- **WHAT IS BEING ASKED**
Set down, word for word, the stretch of lines from the one containing "footboard in the photograph above." to the end of the records below.

- **DATA LISTING**
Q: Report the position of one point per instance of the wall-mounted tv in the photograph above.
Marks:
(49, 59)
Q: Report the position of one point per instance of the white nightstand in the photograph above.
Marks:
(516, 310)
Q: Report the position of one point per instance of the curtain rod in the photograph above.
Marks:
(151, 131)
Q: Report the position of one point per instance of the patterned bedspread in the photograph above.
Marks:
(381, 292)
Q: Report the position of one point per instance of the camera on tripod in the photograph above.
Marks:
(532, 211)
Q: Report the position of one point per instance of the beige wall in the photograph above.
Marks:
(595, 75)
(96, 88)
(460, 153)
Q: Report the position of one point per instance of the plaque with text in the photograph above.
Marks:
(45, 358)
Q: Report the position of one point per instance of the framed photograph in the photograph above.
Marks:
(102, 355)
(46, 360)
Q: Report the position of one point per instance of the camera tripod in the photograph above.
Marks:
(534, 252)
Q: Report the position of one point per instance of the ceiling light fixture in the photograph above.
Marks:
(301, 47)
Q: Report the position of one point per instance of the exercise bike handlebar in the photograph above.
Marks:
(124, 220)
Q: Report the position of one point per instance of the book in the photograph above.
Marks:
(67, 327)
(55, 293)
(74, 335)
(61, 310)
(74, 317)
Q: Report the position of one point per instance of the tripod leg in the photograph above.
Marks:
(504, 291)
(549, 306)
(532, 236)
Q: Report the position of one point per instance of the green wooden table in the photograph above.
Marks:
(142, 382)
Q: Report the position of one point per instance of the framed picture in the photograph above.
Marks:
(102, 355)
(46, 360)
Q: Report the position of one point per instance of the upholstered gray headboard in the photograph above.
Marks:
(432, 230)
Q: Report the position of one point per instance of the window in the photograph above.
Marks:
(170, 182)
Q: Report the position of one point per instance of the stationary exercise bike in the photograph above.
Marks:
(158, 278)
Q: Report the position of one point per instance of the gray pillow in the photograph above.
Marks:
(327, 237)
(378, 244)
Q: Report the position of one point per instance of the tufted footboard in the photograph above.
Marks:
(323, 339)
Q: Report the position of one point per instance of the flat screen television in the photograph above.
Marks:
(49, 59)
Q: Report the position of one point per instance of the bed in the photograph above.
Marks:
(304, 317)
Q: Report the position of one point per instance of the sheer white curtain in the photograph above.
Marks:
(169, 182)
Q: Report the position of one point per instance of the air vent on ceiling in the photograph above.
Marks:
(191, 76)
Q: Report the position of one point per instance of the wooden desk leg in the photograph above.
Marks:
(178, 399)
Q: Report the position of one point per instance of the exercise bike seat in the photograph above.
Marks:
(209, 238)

- **EXERCISE RESPONSE**
Q: Report the position of one point per instance of the tufted footboard in the photograph above.
Marks:
(323, 339)
Q: Report the position of one point per instance of the flat screen television in the photograph above.
Marks:
(49, 59)
Q: Report the position of one point per instance of the bed in the photograph above.
Marks:
(304, 317)
Q: Report the position of one point per instance of the sheer white curtain in the photograph above.
Marks:
(169, 182)
Q: Report the position of one point per instance of the air vent on ceiling in the photograph above.
Marks:
(191, 76)
Q: Report the position of one point per instance of the wooden desk leg in the photograph above.
Marks:
(178, 399)
Q: Report the position of one point per instance of the exercise bike seat in the photograph above.
Marks:
(209, 238)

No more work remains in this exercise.